[Extracted data entries]
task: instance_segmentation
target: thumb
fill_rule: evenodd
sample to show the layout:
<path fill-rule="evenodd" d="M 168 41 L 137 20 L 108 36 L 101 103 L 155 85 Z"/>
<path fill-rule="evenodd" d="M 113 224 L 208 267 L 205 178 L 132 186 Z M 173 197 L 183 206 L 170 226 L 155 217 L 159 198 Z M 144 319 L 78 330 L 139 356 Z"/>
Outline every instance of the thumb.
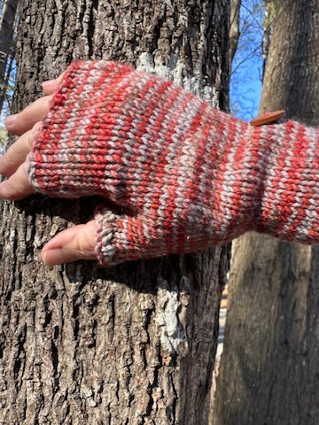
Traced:
<path fill-rule="evenodd" d="M 47 266 L 70 263 L 78 259 L 96 259 L 95 220 L 58 233 L 44 245 L 41 258 Z"/>

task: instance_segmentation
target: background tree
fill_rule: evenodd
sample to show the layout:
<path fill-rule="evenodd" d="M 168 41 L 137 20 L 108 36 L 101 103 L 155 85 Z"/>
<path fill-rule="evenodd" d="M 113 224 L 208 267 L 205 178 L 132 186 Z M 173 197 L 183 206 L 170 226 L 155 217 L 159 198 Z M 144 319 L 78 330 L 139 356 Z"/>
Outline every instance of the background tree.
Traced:
<path fill-rule="evenodd" d="M 129 62 L 228 105 L 228 0 L 24 0 L 14 111 L 74 59 Z M 207 423 L 218 247 L 100 269 L 48 268 L 43 243 L 95 198 L 1 204 L 0 422 Z"/>
<path fill-rule="evenodd" d="M 261 112 L 318 127 L 319 3 L 276 4 Z M 215 425 L 317 423 L 318 276 L 318 246 L 253 233 L 234 244 Z"/>
<path fill-rule="evenodd" d="M 264 0 L 234 0 L 231 4 L 230 57 L 236 55 L 231 60 L 230 107 L 238 118 L 250 120 L 258 112 L 261 93 Z"/>
<path fill-rule="evenodd" d="M 2 4 L 0 19 L 0 112 L 5 99 L 14 58 L 13 35 L 17 6 L 18 0 L 5 0 Z"/>

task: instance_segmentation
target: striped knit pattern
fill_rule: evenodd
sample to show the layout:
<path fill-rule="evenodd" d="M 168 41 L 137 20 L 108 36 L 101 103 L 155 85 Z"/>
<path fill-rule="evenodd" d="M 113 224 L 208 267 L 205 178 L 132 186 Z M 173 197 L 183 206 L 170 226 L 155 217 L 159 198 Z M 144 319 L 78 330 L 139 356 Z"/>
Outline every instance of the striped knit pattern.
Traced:
<path fill-rule="evenodd" d="M 113 62 L 66 71 L 29 155 L 53 197 L 98 195 L 101 264 L 188 252 L 249 229 L 319 241 L 318 130 L 253 128 Z"/>

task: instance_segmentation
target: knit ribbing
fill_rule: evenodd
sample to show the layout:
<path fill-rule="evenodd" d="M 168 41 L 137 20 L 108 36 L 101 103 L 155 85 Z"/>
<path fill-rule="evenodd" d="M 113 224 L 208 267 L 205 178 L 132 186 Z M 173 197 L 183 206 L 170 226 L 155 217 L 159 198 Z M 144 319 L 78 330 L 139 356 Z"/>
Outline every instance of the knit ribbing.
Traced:
<path fill-rule="evenodd" d="M 292 121 L 253 128 L 128 66 L 77 62 L 32 147 L 29 179 L 50 196 L 114 204 L 96 215 L 103 265 L 188 252 L 249 229 L 314 243 L 318 140 L 318 130 Z"/>

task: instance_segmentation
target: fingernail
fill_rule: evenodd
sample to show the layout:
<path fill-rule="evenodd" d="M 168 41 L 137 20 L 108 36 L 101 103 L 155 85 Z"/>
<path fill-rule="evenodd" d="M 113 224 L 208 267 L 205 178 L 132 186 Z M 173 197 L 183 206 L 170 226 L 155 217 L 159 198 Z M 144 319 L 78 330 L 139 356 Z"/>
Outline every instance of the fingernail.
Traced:
<path fill-rule="evenodd" d="M 4 119 L 4 122 L 5 127 L 12 126 L 14 121 L 17 120 L 18 113 L 13 113 L 12 115 L 9 115 Z"/>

What is asked:
Turn the records, starting at the beginning and going on through the line containing "47 266 L 70", into a two-column CSV with the columns text and answer, placing each one's text and its answer on a single row in quoted fields with line breaks replaced by spaces. Leave the pictures out.

The answer:
text,answer
"task: instance_segmentation target: thumb fill_rule: evenodd sample to show the layout: <path fill-rule=""evenodd"" d=""M 168 41 L 137 20 L 108 36 L 101 103 L 155 85 Z""/> <path fill-rule=""evenodd"" d=""M 113 224 L 208 267 L 205 178 L 132 186 Z M 173 197 L 183 206 L 170 226 L 155 217 L 159 198 Z M 144 319 L 78 330 L 139 356 Z""/> Outline every instance of the thumb. Traced:","<path fill-rule=""evenodd"" d=""M 47 266 L 70 263 L 78 259 L 96 259 L 95 220 L 58 233 L 44 245 L 41 258 Z""/>"